Anello del
Monte Ciaurlec da Praforte.
Note
tecniche.
Localizzazione:
Prealpi Carniche-
Avvicinamento:
Lestans-Travesio-dal centro di Travesio proseguire per l’ex poligono di tiro,
dopo una ripida risalita si arriva in fondo alla strada asfaltata, poco prima
di un segnale di divieto lasciare il mezzo in una zona adibita a sosta (a dx).
Località di Partenza: Poco sopra il borgo di Praforte. Q
450 m.
Dislivello: 750
m.
Dislivello complessivo: 750 m.
Distanza
percorsa in Km: 15 chilometri.
Quota minima
partenza: 450 m.
Quota
massima raggiunta: 1148 m.
Tempi di
percorrenza escluse le soste: 4 ore
In: Solitaria
Tipologia Escursione: Naturalista.
Difficoltà: Escursionistica, per via della neve per Esperti.
Segnavia:
CAI 850
Impegno
fisico: Medio.
Preparazione
tecnica: Base.
Attrezzature:
No.
Croce di
vetta: Si.
Ometto di
vetta: No.
Libro di
vetta: No.
Timbro di
vetta: No.
Riferimenti:
1)
Cartografici:
IGM Friuli-Venezia Giulia - Tabacco. 028.
2)
Bibliografici:
3)
Internet:
Periodo
consigliato: Tutto l’anno.
Da evitare
da farsi in:
Condizioni
del sentiero: Marcato e ben segnato
Fonti d’acqua: Nessuna.
Consigliati:
Data: 29
gennaio 2019
Il
“Forestiero Nomade”
Malfa
Racconto:
L’ultima
nevicata ha cambiato i miei propositi escursionistici, quindi, volendo
approfittare della singolare giornata di sole che precede una settimana
all’insegna del maltempo, ho deciso di ritornare dopo tanto tempo sul monte
Ciaurlec, un vero e proprio ritorno alle origini.
Trentaquattro
anni fa, come sottufficiale fui assegnato alla Divisione Ariete e per la prima
volta misi piede nella regione. Le prime esercitazioni le effettuai proprio nel
poligono del monte Ciaurlec. Allora ero un giovane sergente, ricordo ancora
bene le intere giornate passate al poligono di tiro, o le esercitazioni a fuoco
con l’artiglieria sul Tagliamento, da dove proiettavamo granate di grosso
calibro verso il monte. Passa il tempo e passano le stagioni e intanto il
poligono sul monte è stato smantellato. In età matura decido di togliermi l’odioso
vizio del fumo e successivamente scopro che camminare fa bene alla salute, e
camminare per monti lo fa ancora di più.
Il Ciaurlec,
sito a pochi chilometri da casa, diventa la mia naturale palestra; scopro in esso
i primi sentieri, le casere, e con il tempo perfezione sia il vestiario che la
tecnica.

========================================================================

- Sfida 1
Mostra ogni riga delle voci in cui compare la parola "flag", rispettando maiuscole e minuscole.
Il testo e le voci sono materiali distinti, senza legame tra loro.

- Dati estratti
========================================================================

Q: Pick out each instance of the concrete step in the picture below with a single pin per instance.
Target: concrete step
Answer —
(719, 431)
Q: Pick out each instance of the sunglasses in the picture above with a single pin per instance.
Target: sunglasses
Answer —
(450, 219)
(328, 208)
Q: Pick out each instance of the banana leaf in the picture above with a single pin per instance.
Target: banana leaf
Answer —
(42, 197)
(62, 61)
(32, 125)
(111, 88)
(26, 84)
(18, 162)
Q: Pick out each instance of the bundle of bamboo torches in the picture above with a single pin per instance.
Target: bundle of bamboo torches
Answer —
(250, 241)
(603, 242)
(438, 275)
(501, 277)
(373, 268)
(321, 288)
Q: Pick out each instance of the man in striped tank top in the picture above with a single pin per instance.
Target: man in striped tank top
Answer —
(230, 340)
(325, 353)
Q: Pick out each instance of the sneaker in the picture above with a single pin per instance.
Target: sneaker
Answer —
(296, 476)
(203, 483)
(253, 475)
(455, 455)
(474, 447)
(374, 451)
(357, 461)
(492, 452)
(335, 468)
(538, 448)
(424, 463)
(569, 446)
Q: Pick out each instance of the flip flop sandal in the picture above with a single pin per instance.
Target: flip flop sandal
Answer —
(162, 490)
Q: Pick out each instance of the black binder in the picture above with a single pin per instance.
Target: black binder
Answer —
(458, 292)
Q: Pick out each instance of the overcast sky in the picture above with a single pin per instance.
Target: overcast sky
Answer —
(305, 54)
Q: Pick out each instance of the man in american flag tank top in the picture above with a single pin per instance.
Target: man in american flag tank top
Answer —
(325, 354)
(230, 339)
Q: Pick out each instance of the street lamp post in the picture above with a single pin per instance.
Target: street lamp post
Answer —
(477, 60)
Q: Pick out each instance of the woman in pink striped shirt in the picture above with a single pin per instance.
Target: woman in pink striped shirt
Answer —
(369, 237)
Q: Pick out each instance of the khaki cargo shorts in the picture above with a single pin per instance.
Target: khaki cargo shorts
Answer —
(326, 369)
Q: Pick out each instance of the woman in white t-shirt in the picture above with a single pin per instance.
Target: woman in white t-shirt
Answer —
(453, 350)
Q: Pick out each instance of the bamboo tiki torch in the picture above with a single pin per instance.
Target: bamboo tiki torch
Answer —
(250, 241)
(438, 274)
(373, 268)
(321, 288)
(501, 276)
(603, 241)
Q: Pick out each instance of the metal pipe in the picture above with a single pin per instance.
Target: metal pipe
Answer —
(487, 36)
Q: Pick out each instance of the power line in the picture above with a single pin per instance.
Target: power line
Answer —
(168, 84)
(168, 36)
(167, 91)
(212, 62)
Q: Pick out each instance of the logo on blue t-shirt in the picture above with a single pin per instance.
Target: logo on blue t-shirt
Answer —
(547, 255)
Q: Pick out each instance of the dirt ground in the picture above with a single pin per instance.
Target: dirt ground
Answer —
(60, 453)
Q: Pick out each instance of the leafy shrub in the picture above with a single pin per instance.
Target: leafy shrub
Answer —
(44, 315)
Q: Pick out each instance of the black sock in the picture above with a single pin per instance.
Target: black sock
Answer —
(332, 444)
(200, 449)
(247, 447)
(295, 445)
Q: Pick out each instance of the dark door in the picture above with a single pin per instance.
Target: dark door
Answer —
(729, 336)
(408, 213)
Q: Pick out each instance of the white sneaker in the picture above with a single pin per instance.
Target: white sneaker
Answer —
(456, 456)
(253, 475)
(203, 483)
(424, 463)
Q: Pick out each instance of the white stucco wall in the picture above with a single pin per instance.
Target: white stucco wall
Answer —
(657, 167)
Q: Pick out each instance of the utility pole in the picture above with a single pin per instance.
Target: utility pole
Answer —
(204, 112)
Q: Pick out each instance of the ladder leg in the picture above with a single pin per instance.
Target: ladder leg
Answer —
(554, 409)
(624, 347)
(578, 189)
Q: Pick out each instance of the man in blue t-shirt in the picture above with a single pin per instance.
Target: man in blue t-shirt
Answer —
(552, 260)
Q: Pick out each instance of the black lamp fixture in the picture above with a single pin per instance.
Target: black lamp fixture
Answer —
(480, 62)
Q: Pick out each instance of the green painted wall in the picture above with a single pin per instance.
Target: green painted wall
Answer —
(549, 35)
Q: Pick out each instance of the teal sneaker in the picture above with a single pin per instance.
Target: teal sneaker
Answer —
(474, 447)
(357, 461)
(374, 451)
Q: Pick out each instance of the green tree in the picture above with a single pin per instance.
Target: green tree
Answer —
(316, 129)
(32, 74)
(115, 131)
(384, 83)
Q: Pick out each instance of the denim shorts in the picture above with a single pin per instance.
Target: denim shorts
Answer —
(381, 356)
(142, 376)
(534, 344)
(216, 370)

========================================================================

- Sfida 2
Rispondi a queste domande sulla scheda dell'anello del monte Ciaurlec:
(a) Qual è la quota massima raggiunta?
(b) Quale segnavia è indicato?
(c) A quale divisione fu assegnato chi racconta, trentaquattro anni prima?

- Risposta scritta 1
Q: Pick out each instance of the man in american flag tank top in the picture above with a single pin per instance.
Target: man in american flag tank top

- Risposta scritta 2
(a) 1148 m.
(b) CAI 850.
(c) La Divisione Ariete.